- Description of the task:
Report each line in the rows below that contains the word "wooden", copying every such line unchanged.

- Data shown:
[BEGIN]
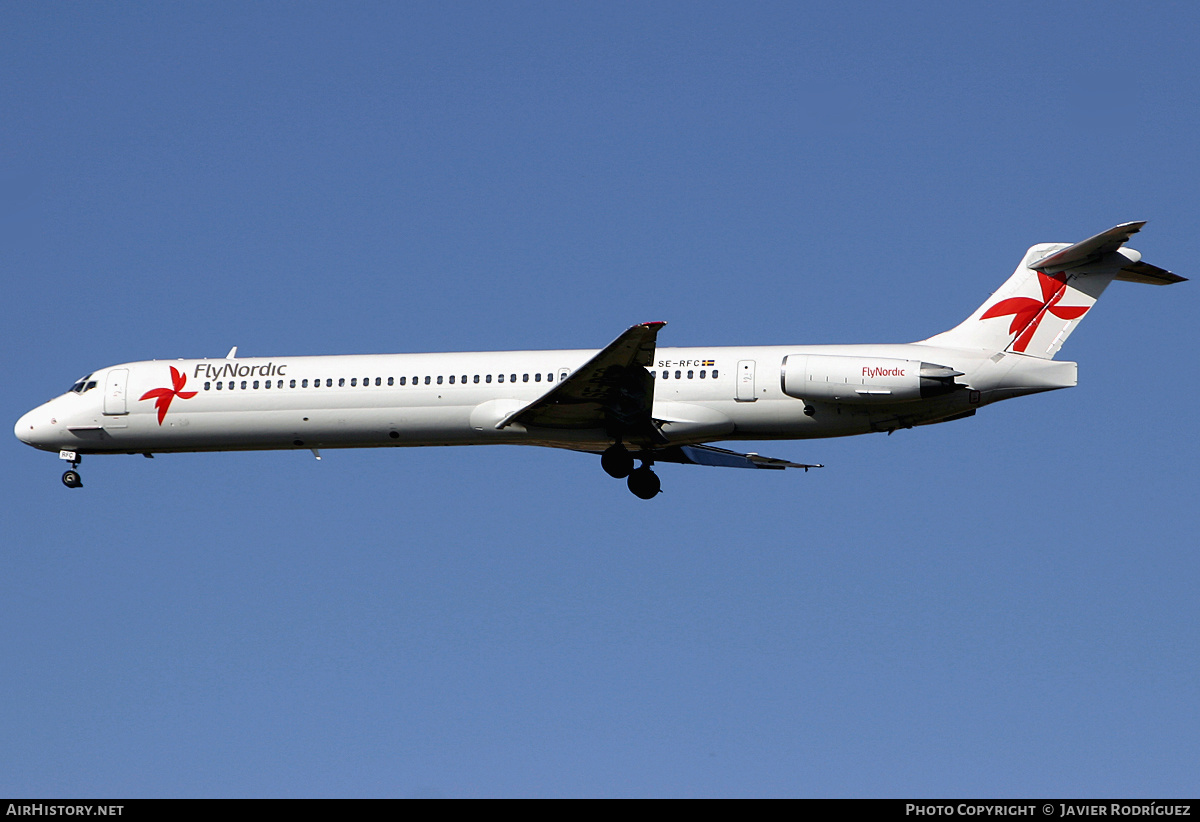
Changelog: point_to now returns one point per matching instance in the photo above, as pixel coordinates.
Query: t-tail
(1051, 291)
[END]
[BEGIN]
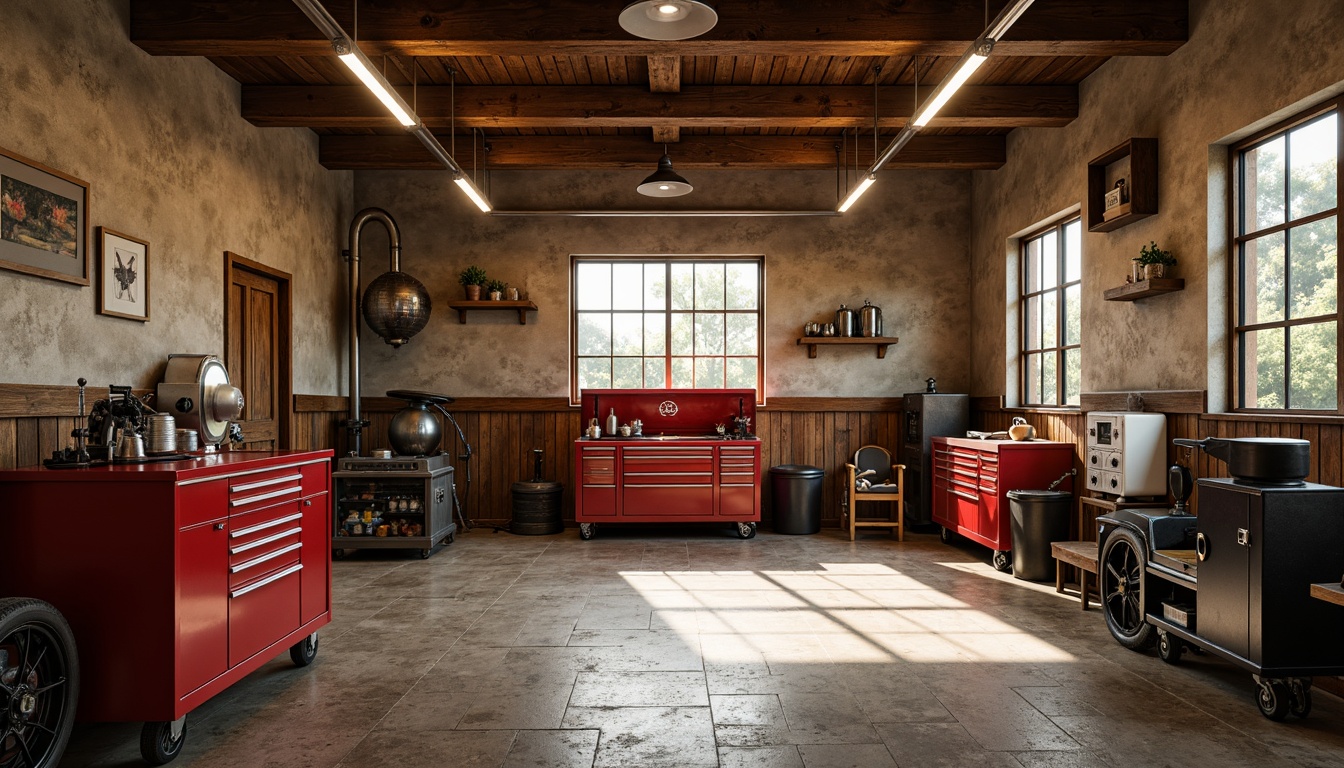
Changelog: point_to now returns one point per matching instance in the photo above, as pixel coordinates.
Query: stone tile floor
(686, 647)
[END]
[BEGIN]
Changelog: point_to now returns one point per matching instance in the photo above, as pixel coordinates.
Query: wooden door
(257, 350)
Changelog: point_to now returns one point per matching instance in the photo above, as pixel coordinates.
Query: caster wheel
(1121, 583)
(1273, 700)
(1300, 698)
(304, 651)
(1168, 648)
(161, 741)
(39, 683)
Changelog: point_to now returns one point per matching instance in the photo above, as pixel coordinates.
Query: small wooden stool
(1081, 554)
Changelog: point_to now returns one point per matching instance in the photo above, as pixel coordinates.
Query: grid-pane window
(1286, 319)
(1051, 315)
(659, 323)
[END]
- Solution:
Query: wooden door
Query: small wooden stool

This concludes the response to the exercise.